● Written request A: Repeat the Lucene filters thread starting with "Thank you Adrien" and going on through "it is wasteful.", swapping "selective" for "restrictive".
● Written request B: Carry the Lucene filters thread on from the point where it stops.

● Text block:
-*-*-

Re: Filters Vs queries - for terms more than 1024

Posted by Kumaran Ramasubramanian <ku...@gmail.com>.
Thank you Adrien :-)



On 18-Jul-2017 3:21 PM, "Adrien Grand" <jp...@gmail.com> wrote:

Sorry for the confusion, I keep saying query in all cases because queries
and filters got merged in Lucene 5.0. If you are using BooleanFilter rather
than BooleanQuery with Lucene 4 then things should be mostly ok if you have
many clauses. But like TermsQuery, BooleanFilter always consume all
matching documents from all its clauses. So if you intersect it with a
selective query, it is wasteful.

Le mar. 18 juil. 2017 à 11:42, Kumaran Ramasubramanian <ku...@gmail.com>
a écrit :

> ​Hi Adrien,
>
> Thanks for your input...
>
> 1. using boolean filters is working for even 1lakh Filter Clauses in
> > booleanFilter... is there any consequence using filters in this case?
> shall
> > i proceed with this?
>
>
> ​code snippet i used for this statement 1.. ​
>
>                 for (int i = 0; i < 10
> > ​00​
> > 00; i++)
> >                 {
> >                     Term term = new Term("
> > ​key
> > "
> > ​+i​
> > , "
> > ​value
> > "

-*-*-

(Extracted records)
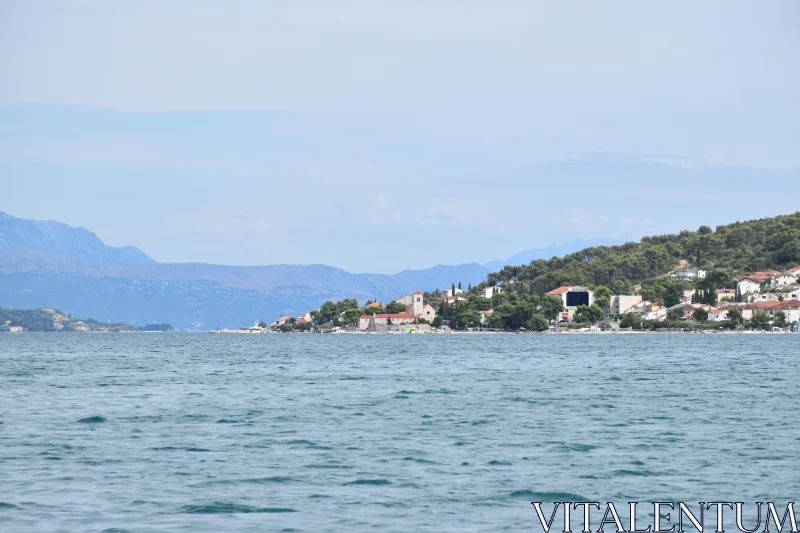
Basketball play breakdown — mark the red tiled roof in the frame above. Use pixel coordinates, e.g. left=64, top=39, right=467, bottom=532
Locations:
left=547, top=285, right=575, bottom=295
left=742, top=300, right=781, bottom=311
left=361, top=313, right=415, bottom=319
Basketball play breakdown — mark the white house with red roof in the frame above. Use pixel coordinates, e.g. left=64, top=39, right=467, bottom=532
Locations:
left=358, top=313, right=417, bottom=331
left=394, top=291, right=436, bottom=322
left=736, top=276, right=761, bottom=294
left=441, top=287, right=467, bottom=296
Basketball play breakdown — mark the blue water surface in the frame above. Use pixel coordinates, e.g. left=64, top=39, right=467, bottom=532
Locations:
left=0, top=333, right=800, bottom=533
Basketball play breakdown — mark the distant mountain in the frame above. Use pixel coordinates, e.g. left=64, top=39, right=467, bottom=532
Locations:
left=0, top=211, right=155, bottom=265
left=0, top=250, right=488, bottom=330
left=0, top=213, right=636, bottom=330
left=483, top=238, right=634, bottom=272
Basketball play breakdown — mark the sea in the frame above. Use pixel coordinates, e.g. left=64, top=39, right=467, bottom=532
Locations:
left=0, top=333, right=800, bottom=533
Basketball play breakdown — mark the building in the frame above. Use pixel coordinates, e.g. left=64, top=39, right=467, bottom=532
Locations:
left=441, top=287, right=467, bottom=296
left=670, top=270, right=706, bottom=279
left=414, top=304, right=436, bottom=322
left=270, top=316, right=295, bottom=326
left=717, top=289, right=736, bottom=302
left=411, top=291, right=425, bottom=316
left=742, top=300, right=800, bottom=324
left=608, top=294, right=642, bottom=316
left=394, top=291, right=434, bottom=322
left=394, top=294, right=413, bottom=305
left=547, top=285, right=594, bottom=319
left=358, top=313, right=416, bottom=331
left=736, top=276, right=761, bottom=294
left=772, top=274, right=797, bottom=288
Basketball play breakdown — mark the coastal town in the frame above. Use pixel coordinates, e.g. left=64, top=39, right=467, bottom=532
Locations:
left=240, top=265, right=800, bottom=333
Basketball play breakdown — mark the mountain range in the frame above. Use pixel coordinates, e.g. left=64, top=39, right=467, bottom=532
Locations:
left=0, top=212, right=624, bottom=330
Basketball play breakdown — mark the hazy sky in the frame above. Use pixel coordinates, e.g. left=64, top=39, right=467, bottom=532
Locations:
left=0, top=0, right=800, bottom=272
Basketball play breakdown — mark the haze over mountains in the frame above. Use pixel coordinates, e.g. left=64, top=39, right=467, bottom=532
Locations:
left=0, top=212, right=620, bottom=330
left=0, top=212, right=624, bottom=330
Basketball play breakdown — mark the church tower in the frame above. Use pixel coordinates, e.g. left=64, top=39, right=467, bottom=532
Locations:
left=411, top=291, right=425, bottom=316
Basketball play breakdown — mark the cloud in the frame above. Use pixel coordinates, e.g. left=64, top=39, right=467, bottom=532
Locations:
left=164, top=211, right=275, bottom=237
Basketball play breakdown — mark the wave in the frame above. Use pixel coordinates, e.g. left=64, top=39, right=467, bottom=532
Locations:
left=78, top=416, right=107, bottom=424
left=181, top=502, right=297, bottom=514
left=508, top=490, right=592, bottom=502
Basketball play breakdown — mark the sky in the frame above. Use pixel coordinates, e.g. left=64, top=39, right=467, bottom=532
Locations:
left=0, top=0, right=800, bottom=273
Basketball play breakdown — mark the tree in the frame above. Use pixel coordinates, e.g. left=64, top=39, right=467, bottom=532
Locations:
left=664, top=283, right=683, bottom=307
left=541, top=296, right=564, bottom=320
left=619, top=313, right=642, bottom=329
left=575, top=304, right=603, bottom=324
left=667, top=308, right=683, bottom=322
left=692, top=307, right=708, bottom=323
left=386, top=302, right=406, bottom=314
left=594, top=285, right=612, bottom=309
left=750, top=309, right=769, bottom=329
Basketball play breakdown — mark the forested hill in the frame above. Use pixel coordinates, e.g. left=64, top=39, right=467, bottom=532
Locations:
left=486, top=212, right=800, bottom=294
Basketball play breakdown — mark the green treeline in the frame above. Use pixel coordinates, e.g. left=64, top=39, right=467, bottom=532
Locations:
left=485, top=212, right=800, bottom=294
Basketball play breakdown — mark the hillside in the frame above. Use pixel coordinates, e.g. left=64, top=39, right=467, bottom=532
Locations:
left=0, top=213, right=489, bottom=330
left=0, top=250, right=487, bottom=330
left=0, top=307, right=162, bottom=332
left=0, top=211, right=155, bottom=264
left=486, top=212, right=800, bottom=294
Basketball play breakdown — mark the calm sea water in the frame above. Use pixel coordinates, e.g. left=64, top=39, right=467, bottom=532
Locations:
left=0, top=334, right=800, bottom=532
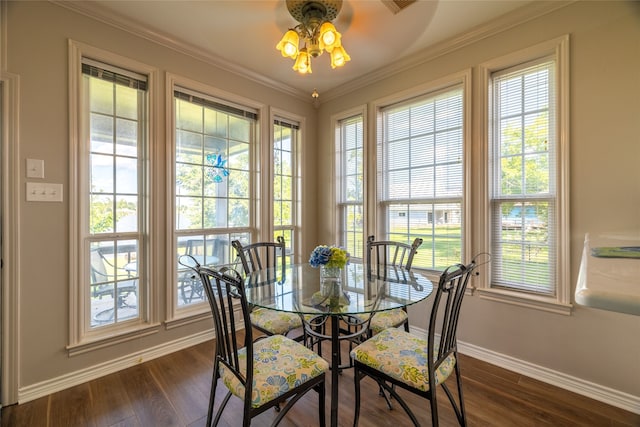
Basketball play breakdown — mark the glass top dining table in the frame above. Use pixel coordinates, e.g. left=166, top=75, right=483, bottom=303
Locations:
left=244, top=263, right=433, bottom=426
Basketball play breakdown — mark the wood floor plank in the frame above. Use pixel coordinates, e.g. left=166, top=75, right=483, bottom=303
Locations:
left=49, top=383, right=95, bottom=427
left=0, top=396, right=51, bottom=427
left=118, top=362, right=181, bottom=427
left=0, top=334, right=640, bottom=427
left=89, top=368, right=137, bottom=427
left=149, top=352, right=211, bottom=425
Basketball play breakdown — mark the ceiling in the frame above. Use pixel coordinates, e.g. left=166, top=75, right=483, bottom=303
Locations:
left=61, top=0, right=532, bottom=97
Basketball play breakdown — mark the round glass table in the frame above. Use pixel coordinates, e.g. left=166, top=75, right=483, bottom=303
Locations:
left=245, top=263, right=433, bottom=426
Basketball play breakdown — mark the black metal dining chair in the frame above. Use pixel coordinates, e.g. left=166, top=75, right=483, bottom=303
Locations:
left=367, top=236, right=422, bottom=337
left=351, top=261, right=476, bottom=427
left=231, top=236, right=304, bottom=339
left=180, top=255, right=329, bottom=427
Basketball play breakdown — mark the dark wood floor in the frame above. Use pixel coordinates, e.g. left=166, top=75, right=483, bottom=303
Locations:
left=1, top=334, right=640, bottom=427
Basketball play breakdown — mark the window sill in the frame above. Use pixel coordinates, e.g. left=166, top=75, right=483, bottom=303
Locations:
left=475, top=288, right=573, bottom=316
left=67, top=323, right=160, bottom=357
left=164, top=310, right=211, bottom=330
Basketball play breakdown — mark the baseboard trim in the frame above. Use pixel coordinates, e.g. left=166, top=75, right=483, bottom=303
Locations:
left=411, top=326, right=640, bottom=414
left=18, top=327, right=640, bottom=414
left=18, top=329, right=214, bottom=403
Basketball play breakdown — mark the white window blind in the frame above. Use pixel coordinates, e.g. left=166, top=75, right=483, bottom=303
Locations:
left=491, top=58, right=557, bottom=296
left=378, top=85, right=464, bottom=270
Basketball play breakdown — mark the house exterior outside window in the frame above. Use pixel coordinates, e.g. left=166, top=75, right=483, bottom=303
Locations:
left=69, top=42, right=157, bottom=355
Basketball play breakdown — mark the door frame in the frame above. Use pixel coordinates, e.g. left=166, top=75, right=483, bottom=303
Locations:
left=0, top=68, right=20, bottom=406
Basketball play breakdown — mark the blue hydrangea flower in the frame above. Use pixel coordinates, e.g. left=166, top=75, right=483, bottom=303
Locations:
left=309, top=246, right=331, bottom=267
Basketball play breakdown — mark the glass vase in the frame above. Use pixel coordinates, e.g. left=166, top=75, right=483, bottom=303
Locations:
left=320, top=265, right=343, bottom=297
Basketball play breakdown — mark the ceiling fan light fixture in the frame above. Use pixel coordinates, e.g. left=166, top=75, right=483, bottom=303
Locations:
left=276, top=0, right=351, bottom=74
left=293, top=47, right=311, bottom=74
left=331, top=46, right=351, bottom=68
left=319, top=21, right=342, bottom=52
left=276, top=30, right=300, bottom=59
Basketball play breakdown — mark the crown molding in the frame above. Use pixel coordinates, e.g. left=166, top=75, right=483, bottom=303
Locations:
left=49, top=0, right=568, bottom=104
left=322, top=0, right=578, bottom=102
left=49, top=0, right=309, bottom=102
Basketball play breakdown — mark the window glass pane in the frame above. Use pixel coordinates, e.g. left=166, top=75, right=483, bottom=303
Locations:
left=116, top=119, right=138, bottom=156
left=90, top=113, right=113, bottom=154
left=491, top=60, right=556, bottom=296
left=174, top=89, right=257, bottom=308
left=78, top=58, right=147, bottom=335
left=378, top=86, right=464, bottom=270
left=116, top=196, right=138, bottom=233
left=336, top=114, right=362, bottom=259
left=273, top=119, right=299, bottom=262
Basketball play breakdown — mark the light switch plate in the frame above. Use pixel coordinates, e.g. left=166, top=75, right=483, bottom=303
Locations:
left=27, top=182, right=63, bottom=202
left=27, top=159, right=44, bottom=178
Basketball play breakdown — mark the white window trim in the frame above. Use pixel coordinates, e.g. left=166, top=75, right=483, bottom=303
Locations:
left=365, top=68, right=470, bottom=269
left=270, top=107, right=306, bottom=263
left=475, top=35, right=573, bottom=315
left=67, top=39, right=160, bottom=356
left=331, top=105, right=368, bottom=261
left=165, top=73, right=273, bottom=324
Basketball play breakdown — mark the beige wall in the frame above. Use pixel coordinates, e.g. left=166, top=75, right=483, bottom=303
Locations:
left=5, top=1, right=316, bottom=398
left=318, top=1, right=640, bottom=396
left=6, top=1, right=640, bottom=410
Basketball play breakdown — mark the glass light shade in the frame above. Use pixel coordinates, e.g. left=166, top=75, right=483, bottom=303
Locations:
left=276, top=30, right=299, bottom=59
left=331, top=46, right=351, bottom=68
left=319, top=22, right=342, bottom=52
left=293, top=47, right=311, bottom=74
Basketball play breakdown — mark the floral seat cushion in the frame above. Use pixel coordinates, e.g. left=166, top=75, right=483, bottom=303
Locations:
left=351, top=328, right=456, bottom=391
left=249, top=308, right=302, bottom=335
left=220, top=335, right=329, bottom=408
left=357, top=308, right=408, bottom=334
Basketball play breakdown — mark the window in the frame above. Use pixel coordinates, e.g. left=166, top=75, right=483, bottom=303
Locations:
left=273, top=118, right=300, bottom=263
left=173, top=86, right=258, bottom=310
left=336, top=114, right=365, bottom=259
left=377, top=83, right=465, bottom=270
left=485, top=36, right=569, bottom=312
left=69, top=42, right=157, bottom=354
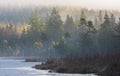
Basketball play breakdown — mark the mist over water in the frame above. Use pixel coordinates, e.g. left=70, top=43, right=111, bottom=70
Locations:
left=0, top=59, right=95, bottom=76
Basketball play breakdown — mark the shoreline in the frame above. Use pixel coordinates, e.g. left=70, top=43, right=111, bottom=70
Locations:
left=33, top=53, right=120, bottom=76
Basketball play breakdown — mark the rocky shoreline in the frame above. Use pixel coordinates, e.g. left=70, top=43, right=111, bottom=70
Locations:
left=34, top=53, right=120, bottom=76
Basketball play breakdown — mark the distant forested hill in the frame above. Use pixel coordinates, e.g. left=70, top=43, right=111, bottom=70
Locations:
left=0, top=6, right=120, bottom=24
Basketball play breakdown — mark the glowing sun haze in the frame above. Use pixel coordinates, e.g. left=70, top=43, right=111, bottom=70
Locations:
left=0, top=0, right=120, bottom=10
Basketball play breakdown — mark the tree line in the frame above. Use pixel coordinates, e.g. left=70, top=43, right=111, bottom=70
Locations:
left=0, top=8, right=120, bottom=57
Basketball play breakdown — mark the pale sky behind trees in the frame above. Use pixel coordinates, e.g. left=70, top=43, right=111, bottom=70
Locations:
left=0, top=0, right=120, bottom=10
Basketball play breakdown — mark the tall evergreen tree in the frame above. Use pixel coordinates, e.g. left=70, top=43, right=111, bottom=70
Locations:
left=80, top=10, right=87, bottom=25
left=47, top=8, right=63, bottom=40
left=98, top=10, right=103, bottom=25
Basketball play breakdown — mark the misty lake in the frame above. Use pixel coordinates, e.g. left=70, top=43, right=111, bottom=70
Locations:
left=0, top=59, right=96, bottom=76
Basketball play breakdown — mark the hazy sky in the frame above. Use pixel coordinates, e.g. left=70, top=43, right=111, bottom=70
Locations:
left=0, top=0, right=120, bottom=10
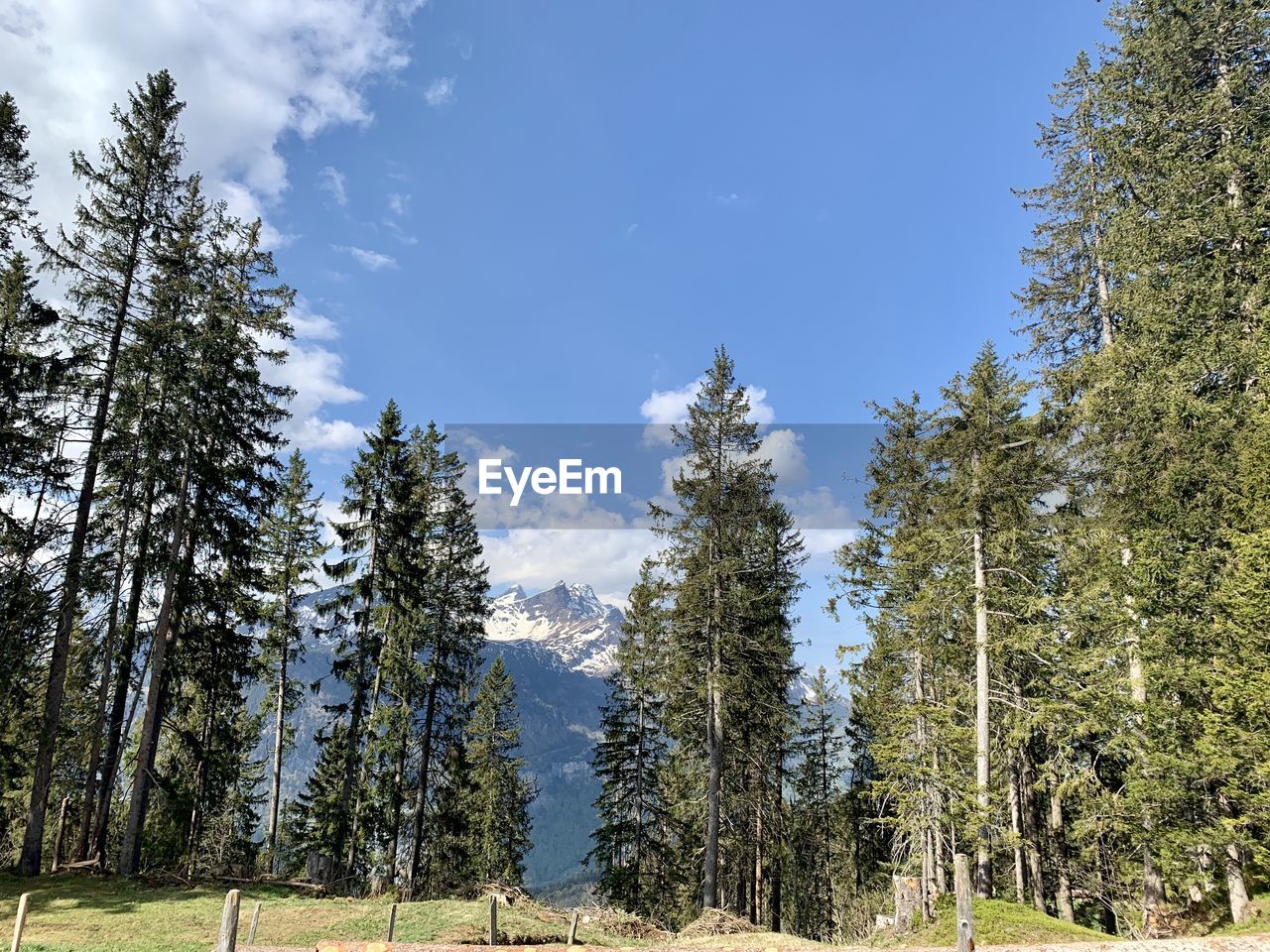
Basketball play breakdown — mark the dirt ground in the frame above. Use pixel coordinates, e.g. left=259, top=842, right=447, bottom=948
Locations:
left=239, top=933, right=1270, bottom=952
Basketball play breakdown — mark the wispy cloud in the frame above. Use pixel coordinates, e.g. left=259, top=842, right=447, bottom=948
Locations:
left=331, top=245, right=396, bottom=272
left=318, top=165, right=348, bottom=208
left=0, top=0, right=423, bottom=248
left=445, top=31, right=472, bottom=60
left=389, top=191, right=410, bottom=218
left=423, top=76, right=457, bottom=109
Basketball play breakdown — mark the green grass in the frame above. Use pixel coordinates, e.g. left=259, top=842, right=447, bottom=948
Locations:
left=1212, top=892, right=1270, bottom=935
left=0, top=875, right=640, bottom=952
left=874, top=896, right=1115, bottom=947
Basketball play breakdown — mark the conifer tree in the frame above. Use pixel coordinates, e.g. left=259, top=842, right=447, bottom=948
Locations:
left=588, top=559, right=673, bottom=916
left=0, top=91, right=36, bottom=255
left=19, top=71, right=185, bottom=875
left=320, top=400, right=407, bottom=875
left=400, top=422, right=490, bottom=893
left=119, top=193, right=291, bottom=875
left=790, top=667, right=849, bottom=942
left=653, top=348, right=774, bottom=908
left=260, top=449, right=327, bottom=865
left=466, top=656, right=537, bottom=886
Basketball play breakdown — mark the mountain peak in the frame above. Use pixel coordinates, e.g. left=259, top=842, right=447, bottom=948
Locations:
left=494, top=585, right=525, bottom=603
left=485, top=579, right=625, bottom=675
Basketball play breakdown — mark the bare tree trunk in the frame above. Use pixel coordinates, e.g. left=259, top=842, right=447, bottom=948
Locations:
left=1049, top=772, right=1076, bottom=923
left=1016, top=741, right=1045, bottom=912
left=410, top=671, right=439, bottom=900
left=384, top=702, right=410, bottom=886
left=768, top=750, right=785, bottom=932
left=1225, top=843, right=1252, bottom=923
left=18, top=195, right=150, bottom=876
left=119, top=459, right=190, bottom=876
left=264, top=619, right=291, bottom=872
left=972, top=515, right=992, bottom=898
left=1120, top=545, right=1165, bottom=935
left=1006, top=754, right=1028, bottom=903
left=701, top=550, right=724, bottom=908
left=92, top=475, right=155, bottom=866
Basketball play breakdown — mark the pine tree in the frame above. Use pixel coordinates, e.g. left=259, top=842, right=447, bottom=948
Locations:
left=320, top=400, right=408, bottom=875
left=19, top=72, right=185, bottom=875
left=790, top=667, right=847, bottom=942
left=0, top=92, right=36, bottom=254
left=588, top=559, right=672, bottom=916
left=466, top=656, right=537, bottom=886
left=401, top=422, right=490, bottom=893
left=287, top=721, right=350, bottom=874
left=938, top=344, right=1053, bottom=897
left=260, top=449, right=327, bottom=866
left=653, top=349, right=774, bottom=908
left=119, top=193, right=291, bottom=875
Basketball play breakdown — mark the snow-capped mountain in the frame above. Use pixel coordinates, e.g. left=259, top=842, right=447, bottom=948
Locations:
left=485, top=581, right=625, bottom=678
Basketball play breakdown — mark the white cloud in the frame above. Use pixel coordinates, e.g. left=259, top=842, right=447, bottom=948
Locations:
left=445, top=31, right=472, bottom=60
left=639, top=377, right=776, bottom=443
left=423, top=76, right=457, bottom=109
left=758, top=430, right=811, bottom=489
left=263, top=334, right=366, bottom=452
left=331, top=245, right=396, bottom=272
left=0, top=0, right=423, bottom=459
left=0, top=0, right=422, bottom=250
left=287, top=295, right=339, bottom=340
left=389, top=191, right=410, bottom=218
left=481, top=530, right=657, bottom=600
left=318, top=165, right=348, bottom=208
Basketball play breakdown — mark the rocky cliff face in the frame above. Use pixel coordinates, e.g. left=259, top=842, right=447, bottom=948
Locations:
left=485, top=581, right=623, bottom=678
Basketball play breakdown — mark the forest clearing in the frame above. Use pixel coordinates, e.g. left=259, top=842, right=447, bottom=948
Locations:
left=0, top=875, right=1270, bottom=952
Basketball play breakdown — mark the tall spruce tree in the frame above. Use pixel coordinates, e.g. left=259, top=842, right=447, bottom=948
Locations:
left=588, top=559, right=673, bottom=916
left=466, top=656, right=537, bottom=886
left=790, top=667, right=849, bottom=942
left=119, top=193, right=291, bottom=875
left=260, top=449, right=327, bottom=867
left=318, top=400, right=408, bottom=875
left=404, top=422, right=490, bottom=894
left=19, top=71, right=185, bottom=875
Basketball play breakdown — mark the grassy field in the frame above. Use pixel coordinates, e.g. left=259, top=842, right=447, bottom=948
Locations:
left=0, top=875, right=640, bottom=952
left=12, top=874, right=1249, bottom=952
left=872, top=896, right=1115, bottom=947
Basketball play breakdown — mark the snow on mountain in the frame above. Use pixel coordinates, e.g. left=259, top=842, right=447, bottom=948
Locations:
left=485, top=581, right=625, bottom=676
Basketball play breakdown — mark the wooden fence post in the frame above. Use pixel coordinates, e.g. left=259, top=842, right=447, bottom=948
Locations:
left=50, top=797, right=71, bottom=872
left=952, top=853, right=974, bottom=952
left=216, top=890, right=240, bottom=952
left=9, top=892, right=31, bottom=952
left=246, top=902, right=260, bottom=946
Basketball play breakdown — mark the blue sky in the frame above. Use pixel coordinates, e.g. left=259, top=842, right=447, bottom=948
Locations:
left=0, top=0, right=1106, bottom=663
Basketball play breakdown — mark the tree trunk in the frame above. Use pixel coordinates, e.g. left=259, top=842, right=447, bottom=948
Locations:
left=701, top=538, right=724, bottom=908
left=92, top=475, right=155, bottom=866
left=264, top=614, right=291, bottom=872
left=1049, top=774, right=1076, bottom=923
left=1225, top=843, right=1252, bottom=923
left=1007, top=756, right=1028, bottom=905
left=119, top=459, right=190, bottom=876
left=972, top=518, right=992, bottom=898
left=1019, top=747, right=1045, bottom=912
left=18, top=195, right=150, bottom=876
left=410, top=670, right=439, bottom=900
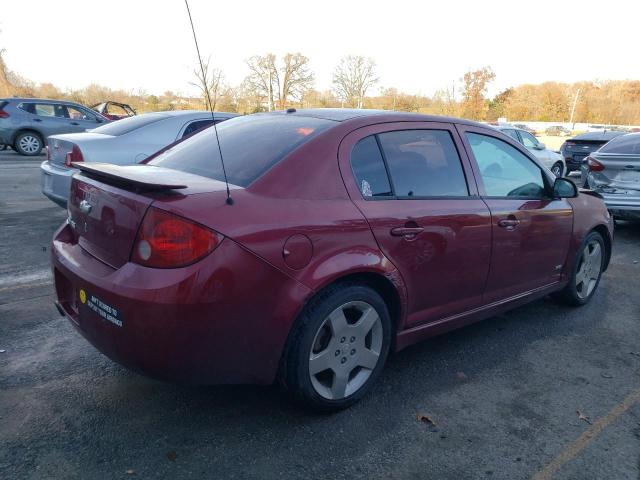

-*-*-

● Answer A:
Thank you Adrien :-)



On 18-Jul-2017 3:21 PM, "Adrien Grand" <jp...@gmail.com> wrote:

Sorry for the confusion, I keep saying query in all cases because queries
and filters got merged in Lucene 5.0. If you are using BooleanFilter rather
than BooleanQuery with Lucene 4 then things should be mostly ok if you have
many clauses. But like TermsQuery, BooleanFilter always consume all
matching documents from all its clauses. So if you intersect it with a
restrictive query, it is wasteful.

● Answer B:
> > ​+i​
> > );
> >                     TermsFilter filter = new
> > ​​
> > TermsFilter(term);
> >                     FilterClause filterClause = new FilterClause(filter,
> > BooleanClause.Occur.SHOULD);
> >                     boolFilter.add(filterClause);
> >                 }
>
>
>
> Do you see any problem in using
> ​
> TermsFilter over TermsQuery?
>
> btw, i will test with TermsQuery and let you know.
>
>
>
> ​--
> Kumaran ​R
>
>
>
>
> On Tue, Jul 18, 2017 at 1:59 AM, Adrien Grand <jp...@gmail.com> wrote:
>
> > Could you use TermInSetQuery (TermsQuery in older Lucene versions)? It
is
> > worse at skipping over matches than a BooleanQuery but keeps memory
> > usage low and disk access sequential, on the contrary to large boolean
> > queries.
> >
> > Otherwise you would probably need to rethink how you design your
> documents
> > in order to be able to run simpler queries.
> >
> > Le lun. 17 juil. 2017 à 16:28, Kumaran Ramasubramanian <
> kums.134@gmail.com
> > >
> > a écrit :
> >
> > > Hi All,
> > >
> > > i am using lucene 4.10.4
> > >
> > > In lucene search, i know we have 1024 limitation in number of boolean
> > query
> > > clauses. i know we can increase this limit.. but i want to understand
> > > queries vs filter in lucene 4.10.4...
> > >
> > > i want to make queries larger than 1024.. Relevance is not needed for
> > > me. What are the best possible options?
> > >
> > > 1. using boolean filters is working for even 1lakh Filter Clauses in
> > > booleanFilter... is there any consequence using filters in this case?
> > shall
> > > i proceed with this?
> > >
> > > 2. if i am giving very less memory for filters, it is managed to
> > complete a
> > > search after so much GC cycles.. Why cannot we do the same for query
> > > clauses too? What is the actual technical reason for 1024 limitation
in
> > > boolean query?
> > >
> > > 3. if i disable scoring process using ConstantScoreQuery, is it
> possible
> > > give more than 1024 query clauses?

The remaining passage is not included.